Part of a data file:

────────────────────

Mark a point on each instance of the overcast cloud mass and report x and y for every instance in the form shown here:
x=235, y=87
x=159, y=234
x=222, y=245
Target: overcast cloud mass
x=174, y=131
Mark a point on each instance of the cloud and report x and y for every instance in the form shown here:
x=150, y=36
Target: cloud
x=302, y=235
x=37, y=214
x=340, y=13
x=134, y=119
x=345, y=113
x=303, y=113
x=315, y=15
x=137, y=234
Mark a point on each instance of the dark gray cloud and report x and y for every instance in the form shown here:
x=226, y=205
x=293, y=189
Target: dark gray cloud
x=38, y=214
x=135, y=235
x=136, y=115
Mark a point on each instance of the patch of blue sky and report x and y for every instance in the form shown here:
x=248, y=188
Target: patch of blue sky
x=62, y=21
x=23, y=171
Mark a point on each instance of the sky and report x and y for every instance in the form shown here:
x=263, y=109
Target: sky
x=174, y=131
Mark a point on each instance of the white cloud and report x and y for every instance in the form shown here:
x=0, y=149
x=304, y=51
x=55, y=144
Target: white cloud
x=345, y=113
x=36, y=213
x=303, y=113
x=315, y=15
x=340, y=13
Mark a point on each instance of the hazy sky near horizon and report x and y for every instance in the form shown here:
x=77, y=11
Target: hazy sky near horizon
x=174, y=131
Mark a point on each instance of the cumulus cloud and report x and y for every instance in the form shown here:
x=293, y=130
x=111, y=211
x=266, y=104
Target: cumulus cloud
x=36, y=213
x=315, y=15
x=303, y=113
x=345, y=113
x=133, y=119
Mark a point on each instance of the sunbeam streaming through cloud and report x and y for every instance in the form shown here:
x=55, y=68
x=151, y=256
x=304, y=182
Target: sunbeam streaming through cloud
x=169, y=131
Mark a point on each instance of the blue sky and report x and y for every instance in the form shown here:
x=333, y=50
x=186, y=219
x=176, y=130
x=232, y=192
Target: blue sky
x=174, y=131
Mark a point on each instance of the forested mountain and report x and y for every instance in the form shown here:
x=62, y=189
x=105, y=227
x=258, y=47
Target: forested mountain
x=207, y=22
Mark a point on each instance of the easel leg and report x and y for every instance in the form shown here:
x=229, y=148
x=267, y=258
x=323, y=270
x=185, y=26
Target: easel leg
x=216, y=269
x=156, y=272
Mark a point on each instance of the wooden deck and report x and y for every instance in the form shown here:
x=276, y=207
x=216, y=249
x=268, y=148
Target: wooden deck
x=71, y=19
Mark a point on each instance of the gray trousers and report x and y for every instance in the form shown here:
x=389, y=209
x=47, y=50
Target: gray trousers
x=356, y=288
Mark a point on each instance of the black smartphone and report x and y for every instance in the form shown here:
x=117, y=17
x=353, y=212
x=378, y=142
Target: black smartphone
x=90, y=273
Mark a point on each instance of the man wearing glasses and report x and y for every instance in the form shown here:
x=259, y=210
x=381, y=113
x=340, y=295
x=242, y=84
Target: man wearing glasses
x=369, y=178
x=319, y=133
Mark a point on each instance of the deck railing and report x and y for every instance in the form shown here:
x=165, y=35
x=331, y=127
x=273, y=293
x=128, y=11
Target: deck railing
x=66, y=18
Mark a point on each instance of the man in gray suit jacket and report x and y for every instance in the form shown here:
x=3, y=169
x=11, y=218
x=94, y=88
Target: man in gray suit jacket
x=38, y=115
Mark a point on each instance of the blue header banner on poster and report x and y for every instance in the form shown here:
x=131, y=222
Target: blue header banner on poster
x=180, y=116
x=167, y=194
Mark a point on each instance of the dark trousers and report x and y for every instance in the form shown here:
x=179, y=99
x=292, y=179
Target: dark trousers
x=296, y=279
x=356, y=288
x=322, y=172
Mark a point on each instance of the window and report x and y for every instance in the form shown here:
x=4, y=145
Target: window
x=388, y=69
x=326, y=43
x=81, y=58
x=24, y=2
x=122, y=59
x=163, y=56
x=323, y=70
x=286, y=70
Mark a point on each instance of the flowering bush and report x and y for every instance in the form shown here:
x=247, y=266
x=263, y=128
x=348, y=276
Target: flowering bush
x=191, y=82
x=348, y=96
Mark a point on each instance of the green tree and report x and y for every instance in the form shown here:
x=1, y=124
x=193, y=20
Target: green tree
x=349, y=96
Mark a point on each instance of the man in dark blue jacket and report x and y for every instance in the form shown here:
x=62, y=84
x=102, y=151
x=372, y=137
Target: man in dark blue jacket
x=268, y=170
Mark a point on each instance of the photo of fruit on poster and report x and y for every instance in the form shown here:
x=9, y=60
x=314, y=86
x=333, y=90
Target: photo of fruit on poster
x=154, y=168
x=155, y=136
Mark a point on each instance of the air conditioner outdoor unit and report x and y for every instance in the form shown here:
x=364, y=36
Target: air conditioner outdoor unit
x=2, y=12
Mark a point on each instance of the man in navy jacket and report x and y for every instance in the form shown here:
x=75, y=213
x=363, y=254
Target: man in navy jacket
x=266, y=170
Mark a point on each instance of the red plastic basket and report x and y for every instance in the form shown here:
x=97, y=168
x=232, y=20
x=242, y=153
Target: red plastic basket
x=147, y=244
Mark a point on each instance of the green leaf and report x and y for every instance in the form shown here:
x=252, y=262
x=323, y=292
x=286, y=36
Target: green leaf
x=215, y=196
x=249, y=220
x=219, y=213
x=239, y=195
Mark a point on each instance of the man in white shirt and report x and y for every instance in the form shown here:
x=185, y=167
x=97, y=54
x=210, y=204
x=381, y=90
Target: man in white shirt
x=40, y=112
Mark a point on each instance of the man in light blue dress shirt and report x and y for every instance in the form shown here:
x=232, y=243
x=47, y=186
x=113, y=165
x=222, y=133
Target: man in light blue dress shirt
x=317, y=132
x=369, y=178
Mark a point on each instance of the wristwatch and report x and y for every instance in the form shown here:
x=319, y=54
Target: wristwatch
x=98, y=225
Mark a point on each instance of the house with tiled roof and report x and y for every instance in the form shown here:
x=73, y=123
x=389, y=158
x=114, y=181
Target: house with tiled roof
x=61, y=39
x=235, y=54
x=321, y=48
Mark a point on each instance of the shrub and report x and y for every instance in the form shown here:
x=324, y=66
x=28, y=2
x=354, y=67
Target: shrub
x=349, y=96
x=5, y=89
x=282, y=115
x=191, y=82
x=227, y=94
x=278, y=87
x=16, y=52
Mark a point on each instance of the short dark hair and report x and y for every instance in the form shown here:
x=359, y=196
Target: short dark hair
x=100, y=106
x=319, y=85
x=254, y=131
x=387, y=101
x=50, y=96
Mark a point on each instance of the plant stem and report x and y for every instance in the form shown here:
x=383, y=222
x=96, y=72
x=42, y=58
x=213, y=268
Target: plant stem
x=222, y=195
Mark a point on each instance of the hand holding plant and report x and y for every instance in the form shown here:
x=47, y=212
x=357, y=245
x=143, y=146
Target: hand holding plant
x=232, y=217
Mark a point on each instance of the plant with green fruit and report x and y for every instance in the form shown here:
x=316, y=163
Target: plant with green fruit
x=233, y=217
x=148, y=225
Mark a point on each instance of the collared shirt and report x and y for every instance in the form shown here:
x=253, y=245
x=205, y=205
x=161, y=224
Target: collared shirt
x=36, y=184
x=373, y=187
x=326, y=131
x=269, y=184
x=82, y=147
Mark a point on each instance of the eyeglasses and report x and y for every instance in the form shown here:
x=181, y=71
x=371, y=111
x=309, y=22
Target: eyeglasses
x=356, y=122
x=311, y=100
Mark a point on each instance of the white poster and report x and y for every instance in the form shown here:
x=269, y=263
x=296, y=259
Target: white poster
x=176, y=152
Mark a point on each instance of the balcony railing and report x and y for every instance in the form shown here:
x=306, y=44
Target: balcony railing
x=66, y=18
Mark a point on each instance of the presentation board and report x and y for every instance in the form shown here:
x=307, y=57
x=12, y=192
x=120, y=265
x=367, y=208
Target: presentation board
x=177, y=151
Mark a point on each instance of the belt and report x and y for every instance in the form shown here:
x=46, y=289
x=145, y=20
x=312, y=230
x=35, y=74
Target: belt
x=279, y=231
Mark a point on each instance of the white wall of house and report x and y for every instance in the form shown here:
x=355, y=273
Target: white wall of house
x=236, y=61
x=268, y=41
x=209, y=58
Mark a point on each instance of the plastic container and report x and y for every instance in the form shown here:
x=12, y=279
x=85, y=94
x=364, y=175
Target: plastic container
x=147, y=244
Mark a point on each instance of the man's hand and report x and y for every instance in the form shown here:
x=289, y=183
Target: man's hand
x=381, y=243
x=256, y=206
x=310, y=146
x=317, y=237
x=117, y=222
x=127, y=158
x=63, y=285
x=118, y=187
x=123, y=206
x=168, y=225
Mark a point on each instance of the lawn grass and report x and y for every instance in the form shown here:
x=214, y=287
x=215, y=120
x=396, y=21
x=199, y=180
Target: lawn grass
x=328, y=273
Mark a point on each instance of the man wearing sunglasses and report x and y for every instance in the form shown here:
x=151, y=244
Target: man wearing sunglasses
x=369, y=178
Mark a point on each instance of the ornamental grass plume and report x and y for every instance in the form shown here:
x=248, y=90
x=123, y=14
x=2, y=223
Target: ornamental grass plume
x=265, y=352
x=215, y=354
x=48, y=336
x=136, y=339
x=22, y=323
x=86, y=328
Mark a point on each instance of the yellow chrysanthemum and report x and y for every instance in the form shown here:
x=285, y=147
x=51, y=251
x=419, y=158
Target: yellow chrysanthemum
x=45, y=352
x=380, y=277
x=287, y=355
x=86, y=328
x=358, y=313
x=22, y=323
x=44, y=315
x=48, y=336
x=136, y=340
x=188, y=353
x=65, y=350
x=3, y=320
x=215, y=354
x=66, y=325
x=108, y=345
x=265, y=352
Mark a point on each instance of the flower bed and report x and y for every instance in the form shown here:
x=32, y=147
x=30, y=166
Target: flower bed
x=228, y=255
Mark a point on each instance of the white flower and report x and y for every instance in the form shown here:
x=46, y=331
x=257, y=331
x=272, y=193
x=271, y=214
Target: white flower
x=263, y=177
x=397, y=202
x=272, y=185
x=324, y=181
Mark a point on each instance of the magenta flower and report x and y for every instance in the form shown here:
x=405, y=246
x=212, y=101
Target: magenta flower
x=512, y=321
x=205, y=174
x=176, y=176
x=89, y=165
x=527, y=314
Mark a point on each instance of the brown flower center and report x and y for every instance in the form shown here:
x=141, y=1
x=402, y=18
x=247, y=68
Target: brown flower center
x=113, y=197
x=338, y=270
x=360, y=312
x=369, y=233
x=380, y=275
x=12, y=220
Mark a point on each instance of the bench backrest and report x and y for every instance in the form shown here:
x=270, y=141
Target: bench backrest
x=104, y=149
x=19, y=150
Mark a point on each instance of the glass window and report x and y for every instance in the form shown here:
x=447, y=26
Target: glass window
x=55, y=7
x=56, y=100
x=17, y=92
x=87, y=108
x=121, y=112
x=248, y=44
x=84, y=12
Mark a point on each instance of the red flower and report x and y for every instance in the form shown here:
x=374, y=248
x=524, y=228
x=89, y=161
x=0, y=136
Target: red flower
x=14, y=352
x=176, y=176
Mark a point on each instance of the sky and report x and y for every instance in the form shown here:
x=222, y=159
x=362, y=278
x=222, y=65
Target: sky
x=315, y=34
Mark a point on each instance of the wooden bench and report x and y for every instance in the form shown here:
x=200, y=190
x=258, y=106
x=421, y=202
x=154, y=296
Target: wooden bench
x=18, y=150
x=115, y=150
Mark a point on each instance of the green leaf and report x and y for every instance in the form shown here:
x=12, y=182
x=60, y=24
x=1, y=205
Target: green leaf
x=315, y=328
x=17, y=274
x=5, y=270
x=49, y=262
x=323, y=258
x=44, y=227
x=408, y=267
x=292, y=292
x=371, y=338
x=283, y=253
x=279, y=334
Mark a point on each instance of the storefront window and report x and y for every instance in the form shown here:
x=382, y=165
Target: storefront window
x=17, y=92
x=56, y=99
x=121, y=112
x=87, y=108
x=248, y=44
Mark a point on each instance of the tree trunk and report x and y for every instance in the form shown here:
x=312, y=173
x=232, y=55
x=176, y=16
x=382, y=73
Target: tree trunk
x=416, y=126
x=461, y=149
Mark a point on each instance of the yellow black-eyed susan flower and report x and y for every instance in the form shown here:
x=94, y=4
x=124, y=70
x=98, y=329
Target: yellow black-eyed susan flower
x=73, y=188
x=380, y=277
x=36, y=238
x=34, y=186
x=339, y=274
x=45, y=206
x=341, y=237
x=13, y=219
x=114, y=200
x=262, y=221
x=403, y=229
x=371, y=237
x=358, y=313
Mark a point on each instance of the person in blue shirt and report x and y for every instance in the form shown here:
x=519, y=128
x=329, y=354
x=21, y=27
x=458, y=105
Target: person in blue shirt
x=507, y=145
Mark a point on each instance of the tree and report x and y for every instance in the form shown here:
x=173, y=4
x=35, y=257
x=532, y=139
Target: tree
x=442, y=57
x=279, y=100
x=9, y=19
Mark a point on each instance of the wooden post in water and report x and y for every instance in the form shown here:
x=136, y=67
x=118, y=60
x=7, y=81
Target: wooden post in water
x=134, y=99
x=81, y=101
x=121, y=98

────────────────────

● **Exercise task**
Please copy out the data above from its first line through the line holding "x=137, y=234", both included.

● **Output below**
Mark a point on each instance of the overcast cloud mass and report x and y for every instance in the form shown here:
x=235, y=87
x=159, y=234
x=222, y=245
Target: overcast cloud mass
x=174, y=131
Mark a point on each instance of the cloud and report x and y for every instance in the form shown here:
x=150, y=36
Target: cloud
x=302, y=235
x=37, y=214
x=340, y=13
x=134, y=119
x=345, y=113
x=303, y=113
x=315, y=15
x=137, y=234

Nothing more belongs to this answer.